Stirrups used on English saddles are usually made of metal. Though called "irons," they are no longer made of iron, as a rule, but instead stainless steel is the alloy of choice, due to its strength, though when weight is an issue, such as for a jockey, they may also be made of aluminum. Stirrups may also be made of synthetic materials and various metallic alloys. There are many variations on the standard stirrup design, most claiming either to be safer in the event of a fall or to make it easier for a rider to maintain a proper foot and leg position.

Some variations include:
- Standard iron: The most common stirrup iron, consisting of a tread, with two branches, and an eye at the top for the leather to run through. The main styles seen today include:
  - Fillis: A design with a heavy tread, and branches that rise to the eye in a rounded triangular shape.
  - Prussian: A rounder and lighter design.

▶ _Work to be completed_: Transcribe, word for word, the part of the passage on stirrups that opens with the words containing "Stirrups used on" and closes with "rounded triangular shape.".

▶ _Source data_:
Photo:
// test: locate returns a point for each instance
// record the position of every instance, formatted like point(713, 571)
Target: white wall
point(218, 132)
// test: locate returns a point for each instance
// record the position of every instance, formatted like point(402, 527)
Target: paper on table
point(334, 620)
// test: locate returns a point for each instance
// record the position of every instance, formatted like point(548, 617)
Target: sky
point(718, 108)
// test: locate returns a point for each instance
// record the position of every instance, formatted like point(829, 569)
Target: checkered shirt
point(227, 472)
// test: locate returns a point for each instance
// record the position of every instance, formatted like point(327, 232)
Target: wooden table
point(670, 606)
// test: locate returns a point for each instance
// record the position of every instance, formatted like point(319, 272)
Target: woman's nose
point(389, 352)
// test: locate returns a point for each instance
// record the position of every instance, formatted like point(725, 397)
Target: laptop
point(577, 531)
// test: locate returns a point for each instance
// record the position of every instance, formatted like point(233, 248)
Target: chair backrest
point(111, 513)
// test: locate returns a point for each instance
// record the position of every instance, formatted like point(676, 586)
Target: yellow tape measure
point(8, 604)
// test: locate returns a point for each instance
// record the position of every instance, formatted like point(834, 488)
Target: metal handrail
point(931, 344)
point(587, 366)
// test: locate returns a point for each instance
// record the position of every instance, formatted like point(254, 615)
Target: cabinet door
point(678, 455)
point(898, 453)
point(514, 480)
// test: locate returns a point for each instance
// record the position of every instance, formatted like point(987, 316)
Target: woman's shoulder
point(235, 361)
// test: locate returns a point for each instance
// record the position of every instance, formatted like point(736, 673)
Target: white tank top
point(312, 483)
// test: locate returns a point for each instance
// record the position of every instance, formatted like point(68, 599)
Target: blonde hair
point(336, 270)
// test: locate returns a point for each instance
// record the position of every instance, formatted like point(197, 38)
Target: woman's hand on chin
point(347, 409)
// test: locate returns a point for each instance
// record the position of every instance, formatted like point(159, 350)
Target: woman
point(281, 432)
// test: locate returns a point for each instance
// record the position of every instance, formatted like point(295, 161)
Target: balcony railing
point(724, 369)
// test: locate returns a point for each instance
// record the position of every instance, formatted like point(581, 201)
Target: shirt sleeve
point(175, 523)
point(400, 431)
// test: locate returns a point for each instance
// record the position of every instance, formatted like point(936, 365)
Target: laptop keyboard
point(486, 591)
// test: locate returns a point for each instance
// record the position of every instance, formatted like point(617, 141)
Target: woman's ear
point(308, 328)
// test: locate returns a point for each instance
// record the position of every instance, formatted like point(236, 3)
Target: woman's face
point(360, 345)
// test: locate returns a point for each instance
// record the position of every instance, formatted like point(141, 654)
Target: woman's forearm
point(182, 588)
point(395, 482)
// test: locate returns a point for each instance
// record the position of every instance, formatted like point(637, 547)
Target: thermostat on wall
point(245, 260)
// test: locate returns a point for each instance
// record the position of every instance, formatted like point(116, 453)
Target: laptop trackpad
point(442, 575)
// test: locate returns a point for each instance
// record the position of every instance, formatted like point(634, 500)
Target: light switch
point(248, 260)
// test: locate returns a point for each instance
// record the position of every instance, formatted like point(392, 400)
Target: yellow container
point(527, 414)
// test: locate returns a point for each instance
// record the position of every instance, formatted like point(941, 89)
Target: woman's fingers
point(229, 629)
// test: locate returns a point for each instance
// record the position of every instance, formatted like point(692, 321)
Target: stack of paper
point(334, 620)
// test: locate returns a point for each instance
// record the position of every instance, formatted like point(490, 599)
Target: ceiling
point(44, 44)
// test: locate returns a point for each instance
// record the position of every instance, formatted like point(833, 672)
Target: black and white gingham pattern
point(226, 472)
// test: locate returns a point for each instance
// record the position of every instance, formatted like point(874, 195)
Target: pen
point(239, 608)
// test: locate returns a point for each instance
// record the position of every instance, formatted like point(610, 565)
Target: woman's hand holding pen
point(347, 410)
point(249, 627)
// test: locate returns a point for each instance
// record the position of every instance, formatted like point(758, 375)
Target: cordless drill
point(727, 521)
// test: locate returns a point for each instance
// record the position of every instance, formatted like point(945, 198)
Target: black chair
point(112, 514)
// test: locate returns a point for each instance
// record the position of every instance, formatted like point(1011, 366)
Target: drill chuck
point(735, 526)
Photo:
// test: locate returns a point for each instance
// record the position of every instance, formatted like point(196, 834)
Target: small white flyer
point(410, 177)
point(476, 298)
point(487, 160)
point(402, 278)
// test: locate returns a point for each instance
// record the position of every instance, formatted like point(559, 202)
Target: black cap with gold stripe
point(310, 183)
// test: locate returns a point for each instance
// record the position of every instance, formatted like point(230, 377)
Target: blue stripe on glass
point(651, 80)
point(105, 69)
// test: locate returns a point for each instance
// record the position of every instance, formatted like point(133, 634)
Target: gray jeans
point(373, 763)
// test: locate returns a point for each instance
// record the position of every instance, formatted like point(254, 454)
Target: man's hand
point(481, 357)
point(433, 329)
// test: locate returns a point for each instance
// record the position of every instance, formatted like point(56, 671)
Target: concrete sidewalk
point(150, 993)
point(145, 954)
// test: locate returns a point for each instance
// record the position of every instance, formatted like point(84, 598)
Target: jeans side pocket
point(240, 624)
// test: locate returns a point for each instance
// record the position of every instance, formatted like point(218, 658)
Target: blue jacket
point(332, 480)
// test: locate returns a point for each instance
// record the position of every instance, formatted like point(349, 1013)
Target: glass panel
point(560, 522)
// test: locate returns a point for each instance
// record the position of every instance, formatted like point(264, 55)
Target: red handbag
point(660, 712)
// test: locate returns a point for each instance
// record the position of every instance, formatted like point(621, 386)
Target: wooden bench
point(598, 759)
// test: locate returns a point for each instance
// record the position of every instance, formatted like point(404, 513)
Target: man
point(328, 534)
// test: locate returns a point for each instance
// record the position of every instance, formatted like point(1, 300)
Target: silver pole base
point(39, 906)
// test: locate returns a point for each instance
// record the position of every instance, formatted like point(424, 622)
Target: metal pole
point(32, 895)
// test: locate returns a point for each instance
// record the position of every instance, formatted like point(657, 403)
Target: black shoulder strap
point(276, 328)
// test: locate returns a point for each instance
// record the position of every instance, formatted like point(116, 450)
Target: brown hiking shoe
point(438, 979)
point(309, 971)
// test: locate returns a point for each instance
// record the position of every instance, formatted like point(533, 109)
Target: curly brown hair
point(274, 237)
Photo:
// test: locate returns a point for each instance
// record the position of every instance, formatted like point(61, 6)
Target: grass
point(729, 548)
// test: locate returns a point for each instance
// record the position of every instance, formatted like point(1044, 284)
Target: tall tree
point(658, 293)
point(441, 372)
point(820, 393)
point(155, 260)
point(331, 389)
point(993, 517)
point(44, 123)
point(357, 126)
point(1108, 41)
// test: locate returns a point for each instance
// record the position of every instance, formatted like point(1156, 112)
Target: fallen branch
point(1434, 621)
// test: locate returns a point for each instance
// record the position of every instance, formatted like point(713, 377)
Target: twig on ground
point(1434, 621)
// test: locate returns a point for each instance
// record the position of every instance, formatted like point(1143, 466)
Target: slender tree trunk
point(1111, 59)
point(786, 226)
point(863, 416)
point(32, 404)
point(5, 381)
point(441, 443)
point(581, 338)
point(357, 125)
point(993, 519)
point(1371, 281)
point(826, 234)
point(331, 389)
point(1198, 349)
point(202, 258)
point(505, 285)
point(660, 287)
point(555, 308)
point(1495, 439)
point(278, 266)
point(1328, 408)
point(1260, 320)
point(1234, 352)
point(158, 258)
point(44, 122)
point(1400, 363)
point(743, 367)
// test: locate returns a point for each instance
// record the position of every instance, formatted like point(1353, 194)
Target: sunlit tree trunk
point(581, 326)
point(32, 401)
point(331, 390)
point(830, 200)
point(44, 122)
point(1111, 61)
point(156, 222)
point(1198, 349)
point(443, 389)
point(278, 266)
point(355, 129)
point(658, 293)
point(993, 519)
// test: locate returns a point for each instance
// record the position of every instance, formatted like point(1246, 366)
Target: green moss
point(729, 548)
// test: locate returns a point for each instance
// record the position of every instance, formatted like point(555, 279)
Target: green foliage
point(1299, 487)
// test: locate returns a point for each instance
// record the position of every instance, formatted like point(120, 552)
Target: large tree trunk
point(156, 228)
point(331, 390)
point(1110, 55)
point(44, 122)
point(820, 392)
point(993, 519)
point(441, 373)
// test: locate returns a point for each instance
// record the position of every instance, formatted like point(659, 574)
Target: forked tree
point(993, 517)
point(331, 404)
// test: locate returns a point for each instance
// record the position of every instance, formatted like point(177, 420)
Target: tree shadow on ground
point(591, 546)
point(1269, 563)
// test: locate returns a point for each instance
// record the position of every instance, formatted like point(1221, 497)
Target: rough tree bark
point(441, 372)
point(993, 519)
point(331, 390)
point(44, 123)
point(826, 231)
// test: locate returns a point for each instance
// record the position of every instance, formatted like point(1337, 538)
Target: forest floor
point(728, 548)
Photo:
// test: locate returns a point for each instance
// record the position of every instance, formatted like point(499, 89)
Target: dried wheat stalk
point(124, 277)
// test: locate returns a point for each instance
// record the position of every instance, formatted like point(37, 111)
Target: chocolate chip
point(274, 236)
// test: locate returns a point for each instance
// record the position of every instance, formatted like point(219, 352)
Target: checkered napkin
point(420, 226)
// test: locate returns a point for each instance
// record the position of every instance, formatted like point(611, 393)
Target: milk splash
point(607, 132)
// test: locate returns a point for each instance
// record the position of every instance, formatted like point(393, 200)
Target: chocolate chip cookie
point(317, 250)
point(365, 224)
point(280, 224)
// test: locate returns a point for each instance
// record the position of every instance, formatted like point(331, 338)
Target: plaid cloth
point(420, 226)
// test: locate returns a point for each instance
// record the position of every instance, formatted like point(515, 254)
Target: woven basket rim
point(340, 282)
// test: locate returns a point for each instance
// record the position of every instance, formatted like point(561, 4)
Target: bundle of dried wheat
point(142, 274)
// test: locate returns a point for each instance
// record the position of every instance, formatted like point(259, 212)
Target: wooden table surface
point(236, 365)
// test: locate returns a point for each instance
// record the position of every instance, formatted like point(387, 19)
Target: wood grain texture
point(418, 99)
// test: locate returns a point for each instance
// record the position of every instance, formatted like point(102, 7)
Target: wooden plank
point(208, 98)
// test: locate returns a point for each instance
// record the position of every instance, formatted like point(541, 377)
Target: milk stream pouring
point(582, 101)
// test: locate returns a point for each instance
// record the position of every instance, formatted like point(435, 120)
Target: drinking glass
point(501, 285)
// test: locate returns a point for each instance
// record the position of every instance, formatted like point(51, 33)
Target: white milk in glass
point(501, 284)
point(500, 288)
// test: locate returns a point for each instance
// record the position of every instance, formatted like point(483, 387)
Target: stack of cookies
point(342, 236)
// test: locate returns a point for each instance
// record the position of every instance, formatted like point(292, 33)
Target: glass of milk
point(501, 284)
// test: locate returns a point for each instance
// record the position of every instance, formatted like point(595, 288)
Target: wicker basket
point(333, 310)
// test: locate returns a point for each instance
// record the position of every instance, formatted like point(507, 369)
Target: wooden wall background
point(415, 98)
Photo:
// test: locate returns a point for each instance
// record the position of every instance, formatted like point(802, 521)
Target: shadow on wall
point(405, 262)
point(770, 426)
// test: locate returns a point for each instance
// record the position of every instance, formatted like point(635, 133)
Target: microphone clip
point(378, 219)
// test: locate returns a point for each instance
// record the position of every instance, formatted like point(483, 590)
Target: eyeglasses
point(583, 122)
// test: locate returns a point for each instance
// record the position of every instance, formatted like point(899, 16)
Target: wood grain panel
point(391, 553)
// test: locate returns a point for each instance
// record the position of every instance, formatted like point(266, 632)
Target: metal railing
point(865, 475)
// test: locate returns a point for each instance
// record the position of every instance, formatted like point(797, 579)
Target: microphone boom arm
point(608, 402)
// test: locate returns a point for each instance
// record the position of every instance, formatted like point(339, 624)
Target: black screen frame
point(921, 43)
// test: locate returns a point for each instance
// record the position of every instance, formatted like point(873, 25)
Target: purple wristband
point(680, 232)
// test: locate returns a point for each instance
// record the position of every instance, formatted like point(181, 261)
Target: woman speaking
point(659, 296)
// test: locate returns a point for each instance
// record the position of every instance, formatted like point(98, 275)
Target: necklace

▶ _Task answer_:
Stirrups used on English saddles are usually made of metal. Though called "irons," they are no longer made of iron, as a rule, but instead stainless steel is the alloy of choice, due to its strength, though when weight is an issue, such as for a jockey, they may also be made of aluminum. Stirrups may also be made of synthetic materials and various metallic alloys. There are many variations on the standard stirrup design, most claiming either to be safer in the event of a fall or to make it easier for a rider to maintain a proper foot and leg position.

Some variations include:
- Standard iron: The most common stirrup iron, consisting of a tread, with two branches, and an eye at the top for the leather to run through. The main styles seen today include:
  - Fillis: A design with a heavy tread, and branches that rise to the eye in a rounded triangular shape.